◆ Task to complete
Your reply should be the following data, copied exactly.

◆ Information given
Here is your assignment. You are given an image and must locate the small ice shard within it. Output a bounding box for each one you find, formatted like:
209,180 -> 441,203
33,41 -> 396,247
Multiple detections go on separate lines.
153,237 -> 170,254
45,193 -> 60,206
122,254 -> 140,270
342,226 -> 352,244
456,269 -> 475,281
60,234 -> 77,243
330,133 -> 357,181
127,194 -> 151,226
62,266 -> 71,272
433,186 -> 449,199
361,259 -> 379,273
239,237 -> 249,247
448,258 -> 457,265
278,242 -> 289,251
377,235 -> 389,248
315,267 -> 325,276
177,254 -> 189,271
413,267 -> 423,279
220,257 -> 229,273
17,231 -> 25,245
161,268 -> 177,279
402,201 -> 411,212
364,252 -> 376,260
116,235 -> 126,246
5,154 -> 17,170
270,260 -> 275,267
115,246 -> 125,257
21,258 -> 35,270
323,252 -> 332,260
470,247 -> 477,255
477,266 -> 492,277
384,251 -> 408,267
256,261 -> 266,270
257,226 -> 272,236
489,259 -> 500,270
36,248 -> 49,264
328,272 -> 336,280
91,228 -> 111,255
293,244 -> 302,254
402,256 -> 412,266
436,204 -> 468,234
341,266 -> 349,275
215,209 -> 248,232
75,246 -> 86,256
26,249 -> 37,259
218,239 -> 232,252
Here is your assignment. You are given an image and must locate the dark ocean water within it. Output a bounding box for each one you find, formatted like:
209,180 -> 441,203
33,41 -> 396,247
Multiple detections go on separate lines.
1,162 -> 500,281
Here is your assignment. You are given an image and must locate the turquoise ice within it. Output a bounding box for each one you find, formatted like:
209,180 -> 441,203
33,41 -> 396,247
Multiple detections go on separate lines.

◆ Exercise output
Here is your assignment. You are given an image and must locate the small ice shard within it. Output a bounding box for each one you find, formatted like:
209,180 -> 441,203
33,41 -> 396,247
Multiple detections go on separate lines.
153,237 -> 170,254
45,193 -> 60,206
122,254 -> 140,270
342,226 -> 352,244
456,269 -> 475,281
60,234 -> 77,243
330,133 -> 357,181
127,194 -> 151,226
62,266 -> 71,272
433,186 -> 449,199
361,259 -> 379,273
239,237 -> 249,247
448,258 -> 457,265
278,242 -> 289,251
377,235 -> 389,248
315,267 -> 325,276
177,254 -> 189,271
413,267 -> 423,279
220,257 -> 229,273
17,231 -> 25,245
161,268 -> 177,279
402,201 -> 411,212
364,252 -> 376,260
116,235 -> 126,246
5,154 -> 17,170
270,260 -> 275,267
115,246 -> 125,257
21,258 -> 35,270
323,252 -> 332,260
470,247 -> 477,255
477,266 -> 492,277
384,251 -> 408,267
256,261 -> 266,270
257,226 -> 272,236
489,259 -> 500,270
36,248 -> 49,264
328,272 -> 336,280
91,228 -> 111,255
293,244 -> 302,254
402,256 -> 412,266
436,204 -> 468,234
341,266 -> 349,275
215,209 -> 248,232
75,246 -> 86,256
26,249 -> 37,259
218,239 -> 232,252
Here is your assignment. You are given an image and must locate the dark ocean water within it. Output a bounding box for each one you find, formatted like:
209,180 -> 441,203
33,41 -> 396,247
Multiple detections go on separate lines.
1,162 -> 500,281
Here is your assignment. You are given an image and must locate the turquoise ice within it. Output a bounding box for each one you find, formatted like:
209,180 -> 441,203
33,41 -> 396,247
Multiple detections go on separate lines.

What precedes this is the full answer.